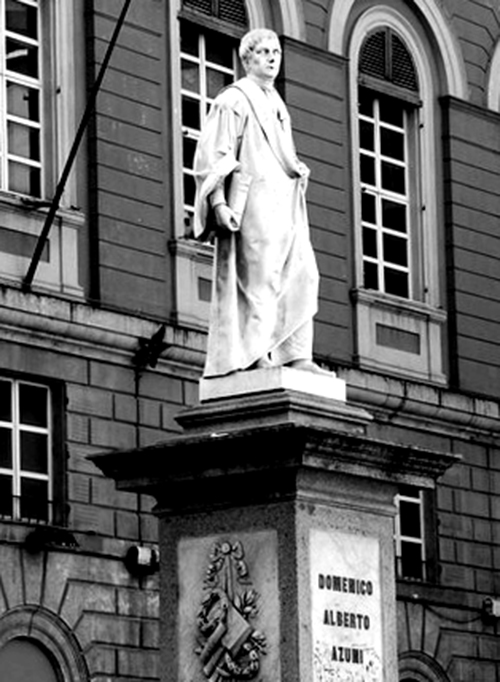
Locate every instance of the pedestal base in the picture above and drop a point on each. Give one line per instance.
(274, 379)
(276, 529)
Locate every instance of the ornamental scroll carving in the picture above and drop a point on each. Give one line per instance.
(229, 647)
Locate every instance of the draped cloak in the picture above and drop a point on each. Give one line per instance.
(265, 276)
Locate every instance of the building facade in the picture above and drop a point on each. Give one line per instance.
(396, 109)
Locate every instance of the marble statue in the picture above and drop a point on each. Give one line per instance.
(251, 193)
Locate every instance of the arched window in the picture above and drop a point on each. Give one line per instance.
(204, 59)
(387, 132)
(398, 291)
(37, 646)
(23, 661)
(209, 31)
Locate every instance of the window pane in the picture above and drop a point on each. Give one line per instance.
(5, 495)
(395, 250)
(396, 282)
(189, 189)
(21, 58)
(34, 499)
(367, 169)
(411, 560)
(191, 113)
(366, 136)
(365, 103)
(6, 448)
(368, 208)
(23, 101)
(24, 141)
(393, 178)
(392, 144)
(34, 452)
(190, 76)
(409, 491)
(369, 242)
(5, 401)
(22, 661)
(394, 215)
(219, 50)
(21, 19)
(189, 40)
(24, 179)
(409, 517)
(370, 275)
(391, 112)
(33, 402)
(189, 148)
(216, 80)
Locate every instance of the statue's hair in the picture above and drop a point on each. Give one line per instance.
(250, 41)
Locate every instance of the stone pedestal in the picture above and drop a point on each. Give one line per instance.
(276, 530)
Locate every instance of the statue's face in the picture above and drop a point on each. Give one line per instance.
(265, 60)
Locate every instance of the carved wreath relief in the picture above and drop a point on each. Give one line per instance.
(229, 647)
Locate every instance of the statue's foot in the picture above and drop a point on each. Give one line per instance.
(309, 366)
(262, 363)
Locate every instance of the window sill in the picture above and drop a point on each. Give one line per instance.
(399, 337)
(20, 225)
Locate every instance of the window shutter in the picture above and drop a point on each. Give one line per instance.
(373, 56)
(232, 11)
(403, 70)
(202, 6)
(384, 56)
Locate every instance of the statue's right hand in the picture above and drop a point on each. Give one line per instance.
(225, 218)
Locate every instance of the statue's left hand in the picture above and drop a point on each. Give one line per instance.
(225, 218)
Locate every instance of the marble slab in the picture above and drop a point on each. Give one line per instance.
(262, 380)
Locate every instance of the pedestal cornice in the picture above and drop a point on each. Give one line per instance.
(264, 461)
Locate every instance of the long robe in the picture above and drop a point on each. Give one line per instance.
(266, 281)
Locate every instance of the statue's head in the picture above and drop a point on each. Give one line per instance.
(254, 44)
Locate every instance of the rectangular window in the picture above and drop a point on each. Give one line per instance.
(409, 534)
(21, 97)
(385, 194)
(26, 447)
(209, 62)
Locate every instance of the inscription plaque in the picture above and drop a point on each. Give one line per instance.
(346, 607)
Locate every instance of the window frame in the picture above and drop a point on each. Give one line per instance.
(23, 215)
(203, 63)
(424, 498)
(192, 260)
(57, 509)
(414, 345)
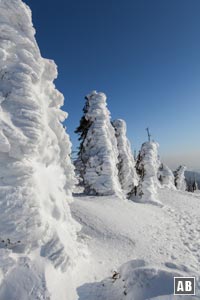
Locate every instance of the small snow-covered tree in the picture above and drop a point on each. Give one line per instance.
(36, 173)
(179, 178)
(82, 130)
(166, 176)
(126, 165)
(147, 167)
(98, 154)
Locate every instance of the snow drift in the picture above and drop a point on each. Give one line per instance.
(36, 171)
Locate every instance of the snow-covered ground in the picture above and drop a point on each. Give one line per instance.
(155, 243)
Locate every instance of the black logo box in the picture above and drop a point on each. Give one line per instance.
(180, 286)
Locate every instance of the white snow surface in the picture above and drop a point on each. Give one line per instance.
(136, 249)
(100, 156)
(36, 228)
(126, 165)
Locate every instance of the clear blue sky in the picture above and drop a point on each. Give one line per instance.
(144, 54)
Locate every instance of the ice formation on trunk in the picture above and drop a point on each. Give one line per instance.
(147, 166)
(98, 152)
(166, 176)
(36, 171)
(179, 176)
(126, 165)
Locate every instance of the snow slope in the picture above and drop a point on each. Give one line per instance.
(154, 242)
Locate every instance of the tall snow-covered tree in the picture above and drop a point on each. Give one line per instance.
(166, 176)
(98, 154)
(126, 165)
(36, 172)
(147, 167)
(179, 177)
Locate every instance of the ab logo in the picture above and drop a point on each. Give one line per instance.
(184, 285)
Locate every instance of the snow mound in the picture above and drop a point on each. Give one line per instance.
(134, 280)
(126, 165)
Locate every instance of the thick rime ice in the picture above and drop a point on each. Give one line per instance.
(98, 152)
(36, 171)
(179, 176)
(126, 165)
(147, 167)
(166, 176)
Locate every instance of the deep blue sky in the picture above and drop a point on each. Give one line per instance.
(144, 54)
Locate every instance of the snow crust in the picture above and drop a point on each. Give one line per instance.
(137, 248)
(100, 154)
(126, 163)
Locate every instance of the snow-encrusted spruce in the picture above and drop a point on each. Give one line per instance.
(36, 174)
(126, 165)
(82, 130)
(166, 176)
(98, 155)
(147, 167)
(179, 176)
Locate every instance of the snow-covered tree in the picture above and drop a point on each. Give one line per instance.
(36, 174)
(147, 167)
(126, 165)
(179, 178)
(166, 176)
(98, 154)
(82, 130)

☆ ☆ ☆ ☆ ☆ ☆ ☆

- What the task requires
Copy each entry exactly as written. Images should not appear in the copy.

- Answer section
Locate every instance of the pedestal base in the picture above and drop a point on each. Give one line per instance.
(274, 379)
(276, 529)
Locate every instance of the ornamental scroll carving in the picture above and drop a point on each. Give one line per instance.
(229, 647)
Locate every instance of the draped cloak in the picture above and drop a point on each. Give one line per instance.
(265, 276)
Locate every instance of the building facade in the picture above and drop a point on each. Give one line per instance.
(396, 109)
Locate every instance of the marble statue in the picture above and drop a point on each. Give one line per instance.
(251, 193)
Locate every instance of the arched window in the picture above and drop a point on each. Give one line per instance.
(204, 59)
(387, 132)
(398, 291)
(37, 646)
(23, 661)
(209, 31)
Locate every instance of the window pane in the picture above and drop a point on each. Give one line per instance.
(5, 495)
(395, 250)
(396, 282)
(189, 189)
(21, 58)
(34, 499)
(367, 169)
(411, 560)
(191, 113)
(366, 136)
(365, 103)
(6, 448)
(368, 208)
(23, 101)
(24, 141)
(393, 178)
(392, 144)
(34, 452)
(190, 76)
(409, 491)
(369, 242)
(5, 401)
(22, 661)
(394, 215)
(219, 50)
(21, 19)
(189, 40)
(24, 179)
(409, 517)
(370, 275)
(391, 112)
(33, 402)
(189, 148)
(216, 80)
Locate every instance of the statue's hair in the picture above and drop a point on each. Give one line per instance.
(250, 41)
Locate every instance of the stone pedestal in the picture above and drop a point on each. Give one line per instance.
(276, 530)
Locate every instance of the statue's face in the picture above and drop a point on each. Give one line per instance.
(265, 60)
Locate every instance of the carved wreath relief in the picture above and drop a point on each. Give one line per instance.
(229, 647)
Locate every instance of the statue's foot in the picture above and drop a point on each. Give one line per instance.
(309, 366)
(262, 363)
Locate every instance of the window sill in the picture above and drop a point on each. Give one line per instance.
(399, 337)
(20, 225)
Locate every instance of the window shutter in the picture above and drop a point on each. Give one line per instance.
(373, 56)
(232, 11)
(403, 70)
(202, 6)
(384, 56)
Locate every instance of the statue's right hand in the picture above and drop a point on each. Give one line per instance.
(225, 218)
Locate every instance of the statue's left hand in the picture above and drop a point on each. Give one line per instance.
(225, 218)
Locate every instance of the marble slab in the picture above and drop a point on each. Give one line per instance.
(262, 380)
Locate every instance of the pedestal cornice in the picture above and drop a point on each. Give one line per instance.
(264, 461)
Locate every instance of the long robe in the picture above and drop a point on each. Give one line per instance.
(266, 281)
Locate every instance of the statue's head in the picture above and drop a point on each. Give one line per instance.
(254, 44)
Locate every instance of the rectangular window in the picture above and drop a point on each. Give one line per instance.
(409, 534)
(21, 97)
(385, 194)
(26, 447)
(209, 62)
Locate every instance of the inscription plaque in the picture above and drop a point on each. Give one line per instance.
(346, 607)
Locate every instance of the window frame in the picture above and drop a point on each. Give one line per instance.
(23, 215)
(203, 63)
(424, 498)
(192, 260)
(57, 509)
(414, 345)
Locate every instance of the small snow-covered tree in the picture above and drop a point on each. Give one line per instance.
(36, 173)
(179, 178)
(82, 130)
(166, 176)
(126, 165)
(147, 167)
(98, 154)
Locate every instance of the snow drift in the picture above and drop a point on each. Give one line per instance.
(36, 171)
Locate every instance of the snow-covered ground in the picture above and drop a point on each. Give one line per instance.
(155, 243)
Locate every instance of the black logo box in the picture above and drop a point on each. Give one line per instance.
(180, 286)
Locate every instance of the white snow surface in the picture above and drop a point on each. Give one line per instance.
(136, 249)
(100, 156)
(36, 228)
(126, 165)
Locate every instance of the clear blue sky in the picture above and drop a point on each. Give one line per instance.
(144, 54)
Locate every instance of the ice formation on trunk in the picture above and drop a point on each. Give one line per instance.
(147, 166)
(98, 152)
(166, 176)
(36, 171)
(179, 176)
(126, 165)
Locate every instance of the snow slope in the picture above and drop a point on each. Give one line per instance.
(154, 242)
Locate every instance of the tall snow-covered tree in the picture above and drop a point on each. Give one line per instance.
(166, 176)
(98, 154)
(126, 165)
(36, 172)
(147, 167)
(179, 177)
Locate every instance of the ab logo in the picture above and drop a point on each. Give one line per instance.
(184, 285)
Locate every instance of the snow mound in the picture above and drop a point on each. Give one line per instance.
(134, 280)
(126, 165)
Locate every instance of the thick rime ice in the picture above and drop a point on each. Give one line per instance.
(98, 152)
(36, 171)
(179, 176)
(126, 165)
(147, 167)
(166, 176)
Locate every instance of the deep blue sky in the picture above and drop a point on each. Give one line per instance.
(144, 54)
Locate every instance of the snow crust in the picture above and drop a point on each. Give one line per instance.
(137, 248)
(100, 154)
(126, 163)
Locate every instance of the snow-encrusted spruce in the picture above and drop a point on each. Give one line per instance.
(36, 174)
(126, 165)
(82, 130)
(166, 176)
(98, 155)
(147, 167)
(179, 176)
Locate every instance of the snow-covered tree in the picture above and drop a point on each. Give one line per instance.
(36, 174)
(147, 167)
(126, 165)
(179, 178)
(166, 176)
(98, 154)
(82, 130)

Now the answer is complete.